## Fragmento

####

García Márquez y la novela

 

A propósito de los 50 años de la publicación de Cien años de soledad, rescatamos este texto del recordado escritor peruano Miguel Gutiérrez, quien no se reserva elogios para Gabriel García Márquez y su portentosa novela comparada con el Quijote.

 

Por Miguel Gutiérrez*

En 1967 los lectores de novelas de Latinoamérica y del mundo de habla hispánica fueron estremecidos, permítaseme la hipérbole, hasta en los fundamentos mismos de sus vidas con la aparición de Cien años de soledad. Su autor, el colombiano Gabriel García Márquez, era ya conocido entre las elites culturales de nuestro continente por una serie de obras admirables, entre las que destacaba su notable novela corta El coronel no tiene quien le escriba. Pero fue con la historia de Macondo, metáfora, cifra y clave de América Latina, y de los Buendía, símbolos parciales de la condición humana latinoamericana, que alcanzó lo que sólo las obras clásicas pueden lograr: la aceptación jubilosa del gran público y el solaz de las elites más exigentes.

####

## Entradas

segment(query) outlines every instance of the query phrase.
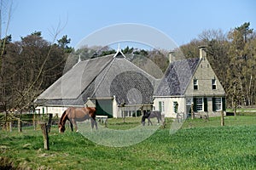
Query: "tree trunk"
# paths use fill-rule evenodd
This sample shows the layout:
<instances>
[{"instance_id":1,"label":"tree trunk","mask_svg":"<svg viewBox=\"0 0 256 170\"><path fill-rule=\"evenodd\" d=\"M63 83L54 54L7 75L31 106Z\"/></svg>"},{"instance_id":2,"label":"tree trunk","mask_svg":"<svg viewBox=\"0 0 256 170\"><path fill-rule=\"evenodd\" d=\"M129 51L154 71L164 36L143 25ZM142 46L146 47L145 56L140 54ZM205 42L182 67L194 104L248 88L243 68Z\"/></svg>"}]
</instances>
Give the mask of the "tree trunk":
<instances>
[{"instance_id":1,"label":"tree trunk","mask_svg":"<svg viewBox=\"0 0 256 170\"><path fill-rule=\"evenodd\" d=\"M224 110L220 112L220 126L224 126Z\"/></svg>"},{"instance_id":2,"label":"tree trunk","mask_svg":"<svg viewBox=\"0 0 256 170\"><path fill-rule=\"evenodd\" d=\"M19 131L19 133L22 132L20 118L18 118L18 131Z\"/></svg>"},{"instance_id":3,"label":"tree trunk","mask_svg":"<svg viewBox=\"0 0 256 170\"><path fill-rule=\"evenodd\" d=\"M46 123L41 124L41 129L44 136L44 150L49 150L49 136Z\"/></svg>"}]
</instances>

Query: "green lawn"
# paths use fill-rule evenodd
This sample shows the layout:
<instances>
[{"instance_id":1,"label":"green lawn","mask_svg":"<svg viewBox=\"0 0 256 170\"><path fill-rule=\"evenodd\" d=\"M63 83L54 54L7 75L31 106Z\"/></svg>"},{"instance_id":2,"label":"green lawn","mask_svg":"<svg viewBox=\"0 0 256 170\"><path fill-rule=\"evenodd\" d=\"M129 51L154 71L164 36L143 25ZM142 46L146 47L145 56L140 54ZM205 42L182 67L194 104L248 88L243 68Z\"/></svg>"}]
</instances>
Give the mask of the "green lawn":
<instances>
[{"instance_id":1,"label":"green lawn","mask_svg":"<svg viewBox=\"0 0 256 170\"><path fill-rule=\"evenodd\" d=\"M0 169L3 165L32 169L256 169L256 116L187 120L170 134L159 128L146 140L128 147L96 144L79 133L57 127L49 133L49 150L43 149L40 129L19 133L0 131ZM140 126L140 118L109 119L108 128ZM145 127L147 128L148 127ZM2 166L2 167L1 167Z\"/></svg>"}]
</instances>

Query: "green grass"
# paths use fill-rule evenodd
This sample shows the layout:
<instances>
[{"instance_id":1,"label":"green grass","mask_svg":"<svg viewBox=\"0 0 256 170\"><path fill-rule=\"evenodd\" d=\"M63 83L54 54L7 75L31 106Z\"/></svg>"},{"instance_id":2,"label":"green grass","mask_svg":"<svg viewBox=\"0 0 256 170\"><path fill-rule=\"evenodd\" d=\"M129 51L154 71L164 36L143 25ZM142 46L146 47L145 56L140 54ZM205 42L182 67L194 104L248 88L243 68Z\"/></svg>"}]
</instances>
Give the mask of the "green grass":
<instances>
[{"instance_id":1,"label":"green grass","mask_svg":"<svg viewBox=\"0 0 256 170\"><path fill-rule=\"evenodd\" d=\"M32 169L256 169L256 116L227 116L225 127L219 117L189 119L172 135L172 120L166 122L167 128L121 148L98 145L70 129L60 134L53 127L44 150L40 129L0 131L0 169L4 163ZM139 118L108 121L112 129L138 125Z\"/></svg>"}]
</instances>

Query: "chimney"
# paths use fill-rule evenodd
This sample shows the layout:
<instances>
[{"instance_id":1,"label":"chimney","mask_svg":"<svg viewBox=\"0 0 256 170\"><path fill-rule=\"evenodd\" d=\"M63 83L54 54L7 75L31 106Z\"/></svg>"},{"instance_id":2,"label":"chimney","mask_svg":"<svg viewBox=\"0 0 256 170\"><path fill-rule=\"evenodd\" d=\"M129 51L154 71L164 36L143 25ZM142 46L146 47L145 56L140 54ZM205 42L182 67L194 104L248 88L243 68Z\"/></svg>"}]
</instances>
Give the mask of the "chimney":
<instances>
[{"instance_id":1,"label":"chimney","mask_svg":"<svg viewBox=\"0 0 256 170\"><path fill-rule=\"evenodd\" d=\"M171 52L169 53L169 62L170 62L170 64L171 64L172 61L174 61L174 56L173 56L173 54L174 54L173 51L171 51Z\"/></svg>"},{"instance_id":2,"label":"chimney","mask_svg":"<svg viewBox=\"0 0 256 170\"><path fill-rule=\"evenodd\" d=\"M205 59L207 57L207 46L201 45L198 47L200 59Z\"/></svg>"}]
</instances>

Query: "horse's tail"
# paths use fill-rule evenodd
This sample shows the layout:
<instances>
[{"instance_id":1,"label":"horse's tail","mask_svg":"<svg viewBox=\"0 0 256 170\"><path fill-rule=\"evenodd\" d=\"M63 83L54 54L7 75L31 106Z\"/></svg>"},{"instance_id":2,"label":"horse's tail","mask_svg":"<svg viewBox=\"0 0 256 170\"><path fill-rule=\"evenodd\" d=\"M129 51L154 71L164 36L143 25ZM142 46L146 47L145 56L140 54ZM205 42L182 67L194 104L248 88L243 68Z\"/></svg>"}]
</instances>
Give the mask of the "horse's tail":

####

## Instrucciones
Transcriba literalmente el pasaje del fragmento sobre García Márquez que va desde "A propósito de" hasta "con el Quijote.", ambos incluidos.

## Solución
A propósito de los 50 años de la publicación de Cien años de soledad, rescatamos este texto del recordado escritor peruano Miguel Gutiérrez, quien no se reserva elogios para Gabriel García Márquez y su portentosa novela comparada con el Quijote.